### Selected extract ###
What we have seen playing out in Gaza is nothing more than a continuation of what Jewish people worldwide refer to as the Shoah (literally meaning “the whirlwind”), most commonly called the Holocaust. World War II goes on in a different form. The psychological scars and wounds left upon Jewish psyches by the genocide that Hitler and his Nazi demons unleashed upon them, are understandable and run deep. Even today, it is difficult to hear the stories of the pogroms and the camps, and see the pictures of the bodies piled high, and still hold out hope for humanity. And with those scars ever felt, the Jewish slogan “Never Again” has come to take precedence over any possible condition that might lead to a new age of Jewish persecution, or any call for balance and fairness in how Israel pursues its objectives. Pure power is sought, for the Israeli government seems to believe, erroneously, that pure power translates into true security. The Shoah that was is being transferred onto the Palestinians in the form of what the Palestinians call the Nabka (the dark night of destruction, the catastrophe) - and these same Palestinians are those who many Israelis and supporters of Israel claim never even lived in the land called Palestine during the time that the Jewish state was being established in 1947/48. That is to say, they deny the very existence of those Palestinians, just as they rage against those who deny the Holocaust. The hypocrisy is palpable. They quote a few lines from Mark Twain’s The Innocents Abroad[1] and some later casual observers of the Palestine of 1947/48 to continue to propagate this untruth, the untruth that Palestine was a desolate land ready to be reclaimed by Diasporic Jews who had a biblical right to the land.
The truth is that there were hundreds of thousands of people living and thriving in Palestine, of Arab lineage and Jewish lineage, when the state of Israel was established. And as for the Arab Palestinians, they were merchants and farmers whose families dwelt in the land for generations. These same people were stripped of their lands, businesses and homes (which were often bulldozed) to make way for the coming Juggernaut, supported by the same imperial powers that have made the world such a mess today, the United States and Britain, and that claim to bring the world solutions for the mess they have made generations ago. As those Jews who returned to populate the new Jewish state took over their lands and homes, they were not seen by the Palestinians as merely "civilians," but as the vanguard of an occupying force. This must be remembered, for it goes a long way to explaining the mentality and actions of Palestinian freedom fighters (other people's "terrorists"- and for me both terms are rightly applicable at the same time), even though we may decry and deplore, as I do, some of their methods of resistance. We can understand without condoning the rockets and the suicide bombings that take place within the territory of Israel. The distinction between civilians and combatants got blurred because of the very manner in which Israel was established. You yourself might be hard pressed to view a family that entered your home and that ordered you and your family to leave it, backed by some power against which you were powerless to resist, as mere innocent "civilians." This blurring is not only the fault of the Israelis or the Palestinians alone, but also the fault of the imperial powers that took upon themselves the God-like role of deciding who shall live where, what they shall be called, and what they must accept whether they like it or not. The truth is that neither the Israeli government, nor the Palestinians see one another as mere "innocent civilians." And this deepens the problem and the tragedy.
###
_Exercises to complete_
- A) Translate this sentence from the piece on Israel and Palestine into French: "Even today, it is difficult to hear the stories of the pogroms and the camps, and see the pictures of the bodies piled high, and still hold out hope for humanity."
- B) Pick up the piece on Israel and Palestine after its final sentence and write the next paragraph.
### Recorded information ###
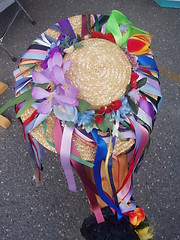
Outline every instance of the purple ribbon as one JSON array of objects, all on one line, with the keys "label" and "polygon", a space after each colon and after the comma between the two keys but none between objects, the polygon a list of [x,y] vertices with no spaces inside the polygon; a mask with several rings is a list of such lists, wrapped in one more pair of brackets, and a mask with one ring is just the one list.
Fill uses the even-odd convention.
[{"label": "purple ribbon", "polygon": [[140,97],[138,105],[145,113],[147,113],[151,117],[151,119],[152,119],[152,121],[154,123],[155,113],[154,113],[154,108],[151,105],[151,103],[147,102],[145,99]]}]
###
_Responses for each task_
- A) Aujourd'hui encore, il est difficile d'entendre les récits des pogroms et des camps, de voir les photos des corps empilés les uns sur les autres, et de garder malgré tout espoir en l'humanité.

- B)
So as we see the massive slaughter of Palestinians in Gaza, and indiscriminate killing of men, women and children by American-made smart bombs and bullets and artillery shells aimed at apartment buildings, how are we to respond? Shall we simply say that Hamas started it first, by firing rockets into Israel? How simplistic that would be. What Hamas has done and is doing is deplorable. But what the Israeli government has done (and keeps doing, by engaging in sustained oppression of the Palestinians) creates the incentives for more rockets and more suicide bombings. This is the universal price of oppression. Now that the rockets rain down on Gaza, as each one falls to kill another Palestinian family, a new cycle of blood feud is born into the world, a new cycle of vengeance. All the Israelis are accomplishing is the further tarnishing of their claim to be a moral state, a state that is bound under the law of the prophets to seek justice and mercy, and is bringing upon itself and perhaps the worldwide Jewish community/communities the possibility of more slaughter, as acts of vengeance increase. For I fear that, with the pictures coming out of Gaza, a new front will be opened, and a new wave of true anti-Semitism (not the imagined "anti-Semitism" that is imputed to honest critics of Israeli policies as a censoring weapon) will be unleashed around the world. It is no more hard for me to imagine that the events in Gaza will radicalize those who heretofore have struggled against becoming radicalized, than it is hard for me to imagine that there are Iraqi adolescents who will one day take vengeance on Americans for what we have done in their land.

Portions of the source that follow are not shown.